Masked 2 tokens (25%) in 2 span(s):
  [2:3] 'architecture' -> [MASK]
  [5:6] 'natural' -> [MASK]

Multiple tokens collapse into single [MASK] placeholders. The 8-token sentence shrinks to fewer tokens because each span, regardless of length, becomes a single mask. The model must learn to generate the correct number of tokens for each mask, a more challenging objective than predicting a fixed number of tokens per placeholder.

Span Length Distribution

The geometric distribution controls how span lengths are sampled. With a mean of 3, most spans are short (1-2 tokens), but the heavy tail allows occasional longer spans that test phrase-level understanding.

Out[26]:
Visualization
Bar chart showing span length probabilities decreasing exponentially, with length 1 at 33%, length 2 at 22%, and so on.
Distribution of span lengths sampled from a geometric distribution with mean 3. Short spans (1-2 tokens) dominate, but the heavy tail includes spans up to 10+ tokens, exposing the model to both word-level and phrase-level reconstruction challenges.

The distribution shows that roughly one-third of spans contain just a single token, similar to standard MLM. However, the remaining two-thirds contain multiple tokens, forcing the model to generate coherent phrases rather than isolated words. This balance between token-level and phrase-level prediction is key to text infilling's effectiveness.

BART-Style Combined Denoising

BART combines multiple corruption types to create a versatile denoising objective. The original BART paper explored five transformations:

  • Token masking: Replace tokens with [MASK] (similar to BERT)
  • Token deletion: Remove tokens entirely
  • Text infilling: Replace spans with single [MASK] tokens
  • Sentence permutation: Shuffle sentence order
  • Document rotation: Rotate document around random point

The best-performing configuration used text infilling as the primary corruption, combined with sentence permutation. This combination forces the model to learn both local (word-level) and global (document-level) structure.

In[27]:
Code
class BARTCorruptor:
    """
    Apply BART-style denoising corruption to text.

    Combines multiple corruption strategies:
    - Text infilling (spans replaced with single mask)
    - Sentence permutation (reorder sentences)
    """

    def __init__(
        self,
        mask_prob=0.30,
        mean_span_length=3,
        permute_sentences=True,
        mask_token="[MASK]",
    ):
        self.mask_prob = mask_prob
        self.mean_span_length = mean_span_length
        self.permute_sentences = permute_sentences
        self.mask_token = mask_token

    def _split_sentences(self, tokens):
        """Split token list into sentences (simple period-based)."""
        sentences = []
        current = []

        for token in tokens:
            current.append(token)
            if (
                token.endswith(".")
                or token.endswith("!")

.....

WHAT YOU ARE ASKED TO DO: Set down word for word the part of the passage on span masking and BART denoising above, starting with "The best-performing configuration" and going on through "permutation (reorder sentences)".

.....

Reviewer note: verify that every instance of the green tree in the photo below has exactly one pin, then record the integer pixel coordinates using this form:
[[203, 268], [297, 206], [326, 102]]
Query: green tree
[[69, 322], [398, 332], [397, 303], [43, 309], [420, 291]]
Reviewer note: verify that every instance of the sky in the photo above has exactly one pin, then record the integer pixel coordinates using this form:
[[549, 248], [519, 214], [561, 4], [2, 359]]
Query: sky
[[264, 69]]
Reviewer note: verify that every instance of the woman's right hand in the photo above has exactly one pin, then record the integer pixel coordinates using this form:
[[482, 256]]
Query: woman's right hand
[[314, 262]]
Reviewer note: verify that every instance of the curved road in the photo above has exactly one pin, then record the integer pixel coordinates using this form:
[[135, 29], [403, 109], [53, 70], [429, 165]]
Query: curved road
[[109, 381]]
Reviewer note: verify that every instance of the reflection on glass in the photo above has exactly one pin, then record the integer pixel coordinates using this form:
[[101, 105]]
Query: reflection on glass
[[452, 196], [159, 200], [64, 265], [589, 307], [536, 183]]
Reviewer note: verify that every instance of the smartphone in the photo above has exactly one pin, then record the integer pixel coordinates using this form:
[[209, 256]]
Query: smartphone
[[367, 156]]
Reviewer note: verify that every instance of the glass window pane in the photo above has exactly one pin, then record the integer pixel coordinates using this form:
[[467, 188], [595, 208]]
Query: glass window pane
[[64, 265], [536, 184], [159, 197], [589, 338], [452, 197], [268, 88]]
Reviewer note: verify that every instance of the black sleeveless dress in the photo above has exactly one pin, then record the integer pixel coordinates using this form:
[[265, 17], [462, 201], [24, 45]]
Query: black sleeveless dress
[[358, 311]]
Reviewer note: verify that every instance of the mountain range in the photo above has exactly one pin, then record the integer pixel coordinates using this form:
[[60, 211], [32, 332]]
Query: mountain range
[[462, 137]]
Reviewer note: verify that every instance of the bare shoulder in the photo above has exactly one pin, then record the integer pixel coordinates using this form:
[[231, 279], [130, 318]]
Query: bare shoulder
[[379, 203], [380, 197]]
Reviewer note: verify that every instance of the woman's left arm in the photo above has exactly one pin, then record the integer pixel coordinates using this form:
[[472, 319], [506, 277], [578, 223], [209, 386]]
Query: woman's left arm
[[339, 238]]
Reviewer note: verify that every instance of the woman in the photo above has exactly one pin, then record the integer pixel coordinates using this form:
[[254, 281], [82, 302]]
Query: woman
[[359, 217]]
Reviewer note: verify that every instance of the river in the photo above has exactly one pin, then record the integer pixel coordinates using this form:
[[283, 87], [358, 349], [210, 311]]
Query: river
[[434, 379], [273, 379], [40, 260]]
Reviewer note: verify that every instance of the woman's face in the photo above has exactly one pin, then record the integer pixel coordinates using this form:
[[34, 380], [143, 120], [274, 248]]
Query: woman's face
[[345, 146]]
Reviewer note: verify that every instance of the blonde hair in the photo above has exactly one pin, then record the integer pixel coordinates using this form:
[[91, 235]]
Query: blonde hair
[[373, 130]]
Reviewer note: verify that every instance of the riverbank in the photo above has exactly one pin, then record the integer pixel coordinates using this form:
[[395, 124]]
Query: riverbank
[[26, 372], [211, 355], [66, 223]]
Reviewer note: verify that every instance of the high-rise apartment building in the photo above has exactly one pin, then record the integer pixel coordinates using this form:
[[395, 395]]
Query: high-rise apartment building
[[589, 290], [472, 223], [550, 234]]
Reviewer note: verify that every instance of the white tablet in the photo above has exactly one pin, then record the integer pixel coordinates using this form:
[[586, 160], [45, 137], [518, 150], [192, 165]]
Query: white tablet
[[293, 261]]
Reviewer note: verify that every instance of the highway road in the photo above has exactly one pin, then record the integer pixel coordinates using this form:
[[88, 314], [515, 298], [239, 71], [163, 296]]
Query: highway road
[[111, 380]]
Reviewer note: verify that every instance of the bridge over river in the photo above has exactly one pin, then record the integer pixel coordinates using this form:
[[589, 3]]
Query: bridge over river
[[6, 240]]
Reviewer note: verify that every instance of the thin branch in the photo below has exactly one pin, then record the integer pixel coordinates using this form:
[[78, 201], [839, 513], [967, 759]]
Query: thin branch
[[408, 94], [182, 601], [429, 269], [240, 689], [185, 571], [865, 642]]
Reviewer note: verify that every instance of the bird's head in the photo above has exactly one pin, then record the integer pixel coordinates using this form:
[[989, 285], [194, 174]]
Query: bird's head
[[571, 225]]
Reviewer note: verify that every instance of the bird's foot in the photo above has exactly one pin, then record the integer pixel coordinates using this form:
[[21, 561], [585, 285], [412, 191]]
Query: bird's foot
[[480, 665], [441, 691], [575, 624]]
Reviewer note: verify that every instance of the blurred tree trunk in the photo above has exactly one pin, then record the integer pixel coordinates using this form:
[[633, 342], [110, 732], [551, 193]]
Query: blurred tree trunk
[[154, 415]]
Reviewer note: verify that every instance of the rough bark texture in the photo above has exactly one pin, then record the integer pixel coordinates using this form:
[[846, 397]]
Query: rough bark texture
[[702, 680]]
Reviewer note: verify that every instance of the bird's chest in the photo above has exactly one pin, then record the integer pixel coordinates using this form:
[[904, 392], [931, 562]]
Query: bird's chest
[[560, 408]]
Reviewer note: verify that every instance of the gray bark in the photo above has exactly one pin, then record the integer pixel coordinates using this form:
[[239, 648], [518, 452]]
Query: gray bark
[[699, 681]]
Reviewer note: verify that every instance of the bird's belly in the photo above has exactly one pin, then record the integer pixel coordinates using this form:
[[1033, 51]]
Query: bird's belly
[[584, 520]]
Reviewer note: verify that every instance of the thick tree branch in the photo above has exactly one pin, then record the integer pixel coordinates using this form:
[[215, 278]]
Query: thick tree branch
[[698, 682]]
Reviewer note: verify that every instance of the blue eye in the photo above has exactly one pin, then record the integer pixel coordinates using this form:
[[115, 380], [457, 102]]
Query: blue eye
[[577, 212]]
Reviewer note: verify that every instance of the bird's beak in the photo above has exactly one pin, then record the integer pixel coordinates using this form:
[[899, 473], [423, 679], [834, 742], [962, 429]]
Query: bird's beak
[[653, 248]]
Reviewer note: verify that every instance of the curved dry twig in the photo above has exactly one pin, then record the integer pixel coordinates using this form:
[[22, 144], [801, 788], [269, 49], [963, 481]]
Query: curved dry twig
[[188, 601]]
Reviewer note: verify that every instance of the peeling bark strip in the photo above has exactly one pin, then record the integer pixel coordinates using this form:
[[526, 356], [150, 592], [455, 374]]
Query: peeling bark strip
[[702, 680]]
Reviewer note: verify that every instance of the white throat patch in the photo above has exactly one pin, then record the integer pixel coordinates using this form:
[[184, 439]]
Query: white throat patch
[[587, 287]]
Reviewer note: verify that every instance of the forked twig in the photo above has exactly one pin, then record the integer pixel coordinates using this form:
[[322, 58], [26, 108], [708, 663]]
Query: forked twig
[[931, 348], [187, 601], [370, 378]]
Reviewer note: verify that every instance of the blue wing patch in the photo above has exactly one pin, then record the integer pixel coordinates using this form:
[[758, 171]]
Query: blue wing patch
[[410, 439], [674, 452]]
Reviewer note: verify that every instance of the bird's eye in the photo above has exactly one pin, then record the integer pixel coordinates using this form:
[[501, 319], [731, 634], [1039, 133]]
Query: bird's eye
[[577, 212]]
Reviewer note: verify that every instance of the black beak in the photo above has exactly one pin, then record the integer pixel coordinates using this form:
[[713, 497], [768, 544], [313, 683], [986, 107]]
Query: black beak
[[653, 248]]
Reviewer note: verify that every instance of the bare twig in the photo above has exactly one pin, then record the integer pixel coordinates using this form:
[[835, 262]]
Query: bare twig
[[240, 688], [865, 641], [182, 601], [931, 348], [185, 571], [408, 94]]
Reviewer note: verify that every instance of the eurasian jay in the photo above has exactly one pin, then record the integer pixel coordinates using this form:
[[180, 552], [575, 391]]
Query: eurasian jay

.....

TASK RESPONSE:
The best-performing configuration used text infilling as the primary corruption, combined with sentence permutation. This combination forces the model to learn both local (word-level) and global (document-level) structure.

In[27]:
Code
class BARTCorruptor:
    """
    Apply BART-style denoising corruption to text.

    Combines multiple corruption strategies:
    - Text infilling (spans replaced with single mask)
    - Sentence permutation (reorder sentences)